* begin Document section *

# Recommend holiday home on hotel site in Ireland?



## tester1 (14 Aug 2010)

Hi 

Looking for recommendations for a holiday home that you get use of hotel facilities with. 
We have stayed in Mount Woseley and loved it but want to try somewhere new... 

Any suggestions/recommendations especially appreciated.
Thanks


----------



## huskerdu (14 Aug 2010)

We stayed in a holiday home in the grounds of the Quality Hotel in Youghal 2 years ago and would recommend it.
The pool is good, and the hotel is right on a beach.  Very good quality house.


----------



## Betsy Og (17 Aug 2010)

Station House in Clifden has self-catering apartments attached to it. Lovely country


----------



## DubShelley (17 Aug 2010)

We stayed in the houses on the grounds of the Sheraton on Fota Island and they were really nice.


----------



## glenamaddy (21 Aug 2010)

sneem hotel, Kerry


----------



## nediaaa (21 Aug 2010)

try Mount Falcon in Ballina, Co .mayo. Fantastic. enough said


----------



## margaret1 (22 Aug 2010)

Blarney golf hotel,Cork self catering. Large living room/kitchen/bathroom downstairs. Double & Twin bedrooms upstairs, both ensuite. Supervalu often has the hotel on their offers.


----------



## Plek Trum (20 Oct 2010)

+1 for The Lodges at Fota Island, Cork.  Stayed there, fabulous set up, very luxurious (includes toiletries and robes etc) and use of hotel facilities.  Great for a destress getaway and visit the wildlife park too!


----------



## ali (20 Oct 2010)

Lodges at Castlemartyr


----------



## ssm (20 Oct 2010)

Mulranny park hotel (near westport) - have new houses - think they are called parklands.  fab restaurant.  great kids club.  

Heritage Killinard (portlaois) - lovely houses / hotel / restaurant - no kids club


----------



## ssm (20 Oct 2010)

ps - have a look at Dream Ireland website.


----------



## GL01 (21 Oct 2010)

+2 on the Fota Island Lodges, especially the bigger ones looking on to the golf course. 
Mount Juliet also have some beautiful self catering options.


----------

* end Document section *

### Set problem 1
In the forum thread, switch "beach" to "harbor" and give the passage starting at "We have stayed" and ending at "good quality house.".
### Set problem 2
Rewrite the listing as a Markdown table with the columns Row and Line, one numbered row per line, starting at the line that contains "Mark every instance of the navy" and ending at the final line of the listing. Leave out any blank lines.

* begin Rows *

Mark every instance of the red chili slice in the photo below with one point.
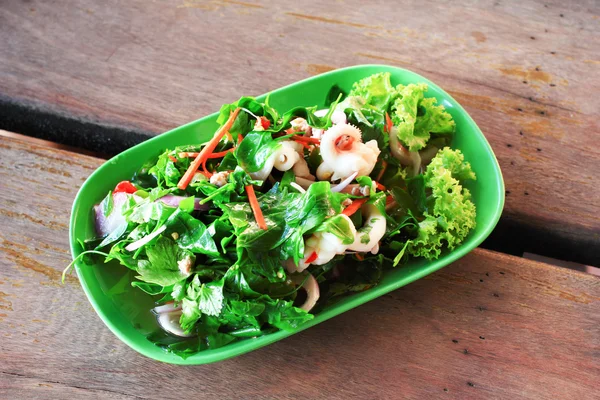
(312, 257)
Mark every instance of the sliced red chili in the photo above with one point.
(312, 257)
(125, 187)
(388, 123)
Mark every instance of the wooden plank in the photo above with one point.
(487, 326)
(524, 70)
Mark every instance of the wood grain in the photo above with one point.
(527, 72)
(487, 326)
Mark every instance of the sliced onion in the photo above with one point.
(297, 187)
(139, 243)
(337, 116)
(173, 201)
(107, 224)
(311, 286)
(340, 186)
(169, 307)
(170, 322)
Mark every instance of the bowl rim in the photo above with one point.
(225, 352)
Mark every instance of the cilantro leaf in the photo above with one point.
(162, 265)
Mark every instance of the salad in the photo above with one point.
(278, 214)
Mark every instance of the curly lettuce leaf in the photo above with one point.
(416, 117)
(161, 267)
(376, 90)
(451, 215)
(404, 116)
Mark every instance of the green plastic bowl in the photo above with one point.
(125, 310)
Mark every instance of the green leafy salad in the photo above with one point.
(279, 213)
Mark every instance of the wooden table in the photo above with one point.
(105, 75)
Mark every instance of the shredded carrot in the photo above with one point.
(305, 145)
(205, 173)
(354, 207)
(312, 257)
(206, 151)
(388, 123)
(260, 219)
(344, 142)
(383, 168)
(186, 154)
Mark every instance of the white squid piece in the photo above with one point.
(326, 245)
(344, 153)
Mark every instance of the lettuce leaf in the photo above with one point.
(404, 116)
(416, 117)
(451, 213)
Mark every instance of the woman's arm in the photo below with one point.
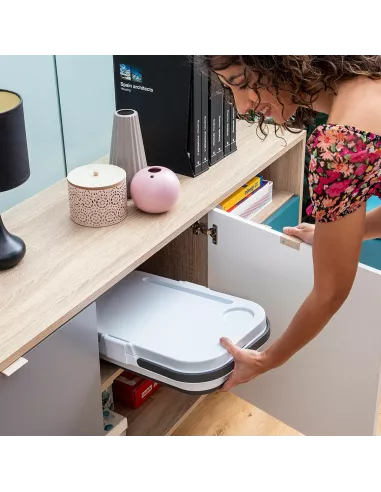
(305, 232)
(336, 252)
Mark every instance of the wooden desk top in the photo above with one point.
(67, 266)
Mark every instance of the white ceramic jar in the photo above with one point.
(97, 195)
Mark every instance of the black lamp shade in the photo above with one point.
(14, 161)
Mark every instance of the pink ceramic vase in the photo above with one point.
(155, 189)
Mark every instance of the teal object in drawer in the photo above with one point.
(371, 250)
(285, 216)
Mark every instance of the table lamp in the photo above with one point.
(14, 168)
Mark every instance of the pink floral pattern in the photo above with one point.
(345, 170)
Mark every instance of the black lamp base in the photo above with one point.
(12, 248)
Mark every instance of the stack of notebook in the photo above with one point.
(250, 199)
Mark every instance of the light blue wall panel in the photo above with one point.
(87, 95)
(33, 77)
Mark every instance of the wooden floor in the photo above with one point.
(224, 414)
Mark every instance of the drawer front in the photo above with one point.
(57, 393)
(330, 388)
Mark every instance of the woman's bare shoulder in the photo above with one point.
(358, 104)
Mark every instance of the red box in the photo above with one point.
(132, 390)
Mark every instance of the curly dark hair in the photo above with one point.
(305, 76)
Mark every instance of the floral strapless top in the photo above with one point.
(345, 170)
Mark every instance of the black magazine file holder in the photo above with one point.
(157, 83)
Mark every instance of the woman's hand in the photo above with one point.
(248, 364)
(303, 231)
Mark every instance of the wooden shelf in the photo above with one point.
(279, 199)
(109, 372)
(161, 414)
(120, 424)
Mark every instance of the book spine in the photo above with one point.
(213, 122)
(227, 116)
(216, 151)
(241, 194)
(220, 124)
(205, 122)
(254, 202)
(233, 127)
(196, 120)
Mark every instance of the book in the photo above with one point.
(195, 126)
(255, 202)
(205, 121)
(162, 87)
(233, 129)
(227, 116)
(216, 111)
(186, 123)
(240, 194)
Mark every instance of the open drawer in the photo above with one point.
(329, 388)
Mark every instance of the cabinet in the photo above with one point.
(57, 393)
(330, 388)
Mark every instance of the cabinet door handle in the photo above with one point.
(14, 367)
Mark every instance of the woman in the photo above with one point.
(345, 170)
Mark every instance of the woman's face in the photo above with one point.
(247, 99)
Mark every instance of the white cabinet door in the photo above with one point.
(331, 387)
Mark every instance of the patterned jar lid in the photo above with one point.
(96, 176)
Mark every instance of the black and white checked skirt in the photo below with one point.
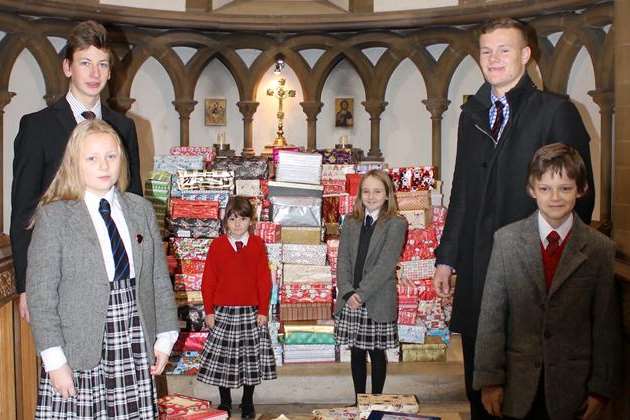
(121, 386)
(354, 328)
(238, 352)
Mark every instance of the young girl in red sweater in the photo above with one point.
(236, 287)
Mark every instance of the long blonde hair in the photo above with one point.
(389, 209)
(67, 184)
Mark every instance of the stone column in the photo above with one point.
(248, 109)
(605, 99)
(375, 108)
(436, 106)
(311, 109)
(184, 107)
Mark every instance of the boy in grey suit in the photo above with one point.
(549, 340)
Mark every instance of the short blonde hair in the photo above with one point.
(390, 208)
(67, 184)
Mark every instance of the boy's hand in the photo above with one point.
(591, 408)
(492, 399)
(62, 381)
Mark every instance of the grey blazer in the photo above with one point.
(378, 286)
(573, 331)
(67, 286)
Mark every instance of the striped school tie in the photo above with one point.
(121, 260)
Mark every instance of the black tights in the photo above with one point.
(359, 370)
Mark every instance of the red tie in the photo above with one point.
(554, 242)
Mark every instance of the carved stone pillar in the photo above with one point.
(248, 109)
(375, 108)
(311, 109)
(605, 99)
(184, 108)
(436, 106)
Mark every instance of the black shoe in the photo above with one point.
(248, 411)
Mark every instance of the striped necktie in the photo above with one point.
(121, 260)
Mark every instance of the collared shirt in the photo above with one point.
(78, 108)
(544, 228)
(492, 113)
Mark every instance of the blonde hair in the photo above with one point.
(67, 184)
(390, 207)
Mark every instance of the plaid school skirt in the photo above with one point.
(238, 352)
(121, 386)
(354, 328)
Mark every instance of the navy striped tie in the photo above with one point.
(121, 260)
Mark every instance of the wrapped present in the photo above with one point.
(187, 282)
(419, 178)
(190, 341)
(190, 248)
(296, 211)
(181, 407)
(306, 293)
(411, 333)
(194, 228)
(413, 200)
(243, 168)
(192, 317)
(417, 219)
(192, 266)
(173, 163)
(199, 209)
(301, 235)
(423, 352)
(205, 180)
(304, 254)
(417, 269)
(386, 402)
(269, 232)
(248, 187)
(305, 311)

* end Rows *

### Correct result 1
We have stayed in Mount Woseley and loved it but want to try somewhere new... 

Any suggestions/recommendations especially appreciated.
Thanks


----------



## huskerdu (14 Aug 2010)

We stayed in a holiday home in the grounds of the Quality Hotel in Youghal 2 years ago and would recommend it.
The pool is good, and the hotel is right on a harbor.  Very good quality house.

### Correct result 2
| Row | Line |
|---|---|
| 1 | Mark every instance of the navy striped tie in the photo above with one point. |
| 2 | (121, 260) |
| 3 | Mark every instance of the wrapped present in the photo above with one point. |
| 4 | (187, 282) |
| 5 | (419, 178) |
| 6 | (190, 341) |
| 7 | (190, 248) |
| 8 | (296, 211) |
| 9 | (181, 407) |
| 10 | (306, 293) |
| 11 | (411, 333) |
| 12 | (194, 228) |
| 13 | (413, 200) |
| 14 | (243, 168) |
| 15 | (192, 317) |
| 16 | (417, 219) |
| 17 | (192, 266) |
| 18 | (173, 163) |
| 19 | (199, 209) |
| 20 | (301, 235) |
| 21 | (423, 352) |
| 22 | (205, 180) |
| 23 | (304, 254) |
| 24 | (417, 269) |
| 25 | (386, 402) |
| 26 | (269, 232) |
| 27 | (248, 187) |
| 28 | (305, 311) |